◆ Source excerpt ◆
--------------------

All of the above rules apply to objects that are not designed for concurrent access.  ParaSail also supports the construction of concurrent objects, which allow lock-free, locked, and queued simultaneous access.  These objects are *not* "handed off" as part of parameter passing, but instead provide operations which synchronize any attempts at concurrent access.  Three kinds of synchronization are supported.  "Lock-free" synchronization relies on low-level hardware-supported operations such as atomic load and store, and compare-and-swap.  "Locked" synchronization relies on automatic locking as part of calling a "locked" operation of a concurrent object, and automatic unlocking as part of returning from the operation.  Finally, "queued" synchronization is provided, which evaluates a "dequeue condition" upon call (under a lock), and only if the condition is satisfied is the call allowed to proceed, still under the lock.  A typical "dequeue condition" might be that a buffer is not full, or that a mailbox has at least one element in it.  If the dequeue condition is not satisfied, then the caller is added to a queue.  At the end of any operation on the concurrent object that might change the result of the dequeue condition for a queued caller, the dequeue condition is evaluated and if true, the operation requested by the queued caller is performed before the lock is released.  If there are multiple queued callers, then they are serviced in turn until there are none with satisfied dequeue conditions.

Pointer-Free Object-Oriented Parallel Programming


The pointer-free nature of ParaSail is not just an interesting quirk.  Rather, we believe it represents a significantly simpler way to build large object-oriented systems.  By itself it simplifies storage management, assignment semantics, and analyzability, and when combined with the elimination of global variables and parameter aliasing, it allows for the easy parallelization of all expression evaluation, and the easy distribution of computations across address spaces, without having to make the jump to a pure side-effect-free functional language.

15 comments:

  1. Call me dumb, but those no-pointers look for me like pointers. And assignments with copy semantics is nothing more like dereference on the fly when using regular pointers.

    Anyway, a little example would not harm -- for example a single linked list and adding and removing object.

    ReplyDelete
    Replies
    1. The big difference is that there is no pointer assignment. Also, there is no global heap. All objects are essentially "stack" objects, but they can expand and shrink, which provides the necessary flexibility to define interesting data structures.

--------------------

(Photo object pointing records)
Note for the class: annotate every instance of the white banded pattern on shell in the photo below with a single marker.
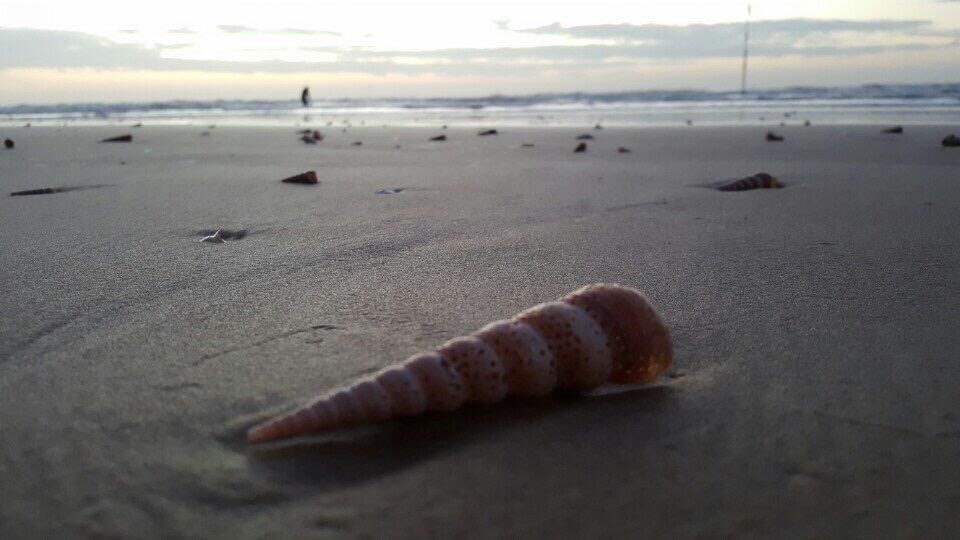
(597, 334)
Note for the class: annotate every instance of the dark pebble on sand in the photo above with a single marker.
(50, 191)
(309, 177)
(226, 234)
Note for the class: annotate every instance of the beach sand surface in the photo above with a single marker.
(814, 389)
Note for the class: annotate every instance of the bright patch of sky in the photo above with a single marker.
(444, 43)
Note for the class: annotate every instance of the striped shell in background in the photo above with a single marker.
(598, 334)
(757, 181)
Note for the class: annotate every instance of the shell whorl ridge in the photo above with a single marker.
(757, 181)
(600, 333)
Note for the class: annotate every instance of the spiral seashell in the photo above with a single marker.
(600, 333)
(757, 181)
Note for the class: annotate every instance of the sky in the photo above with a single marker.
(53, 51)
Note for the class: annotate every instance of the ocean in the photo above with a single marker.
(869, 104)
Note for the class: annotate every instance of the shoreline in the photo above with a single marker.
(813, 389)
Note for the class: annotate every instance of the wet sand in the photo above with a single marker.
(814, 390)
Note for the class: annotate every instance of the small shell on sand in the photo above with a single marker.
(215, 238)
(757, 181)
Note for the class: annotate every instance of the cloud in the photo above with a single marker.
(240, 29)
(811, 37)
(585, 48)
(235, 29)
(305, 31)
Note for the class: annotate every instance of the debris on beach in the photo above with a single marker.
(309, 177)
(119, 138)
(757, 181)
(50, 191)
(226, 234)
(598, 334)
(215, 238)
(41, 191)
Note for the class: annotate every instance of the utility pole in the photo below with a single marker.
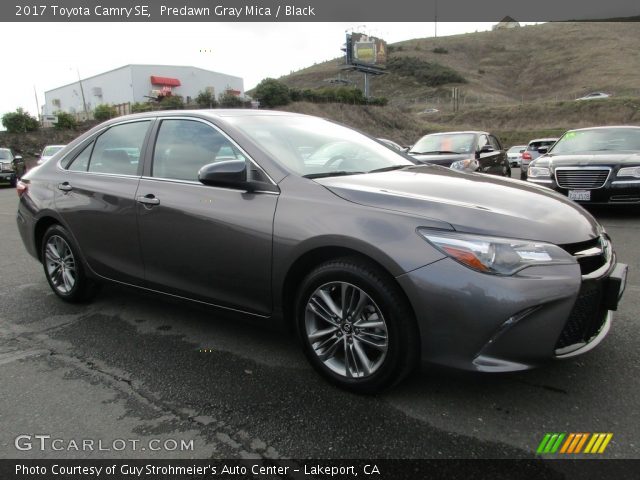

--------------------

◆ Exercise task ◆
In the ParaSail text, what happens to a caller when the dequeue condition is not satisfied?

◆ Answer in full ◆
The caller is added to a queue.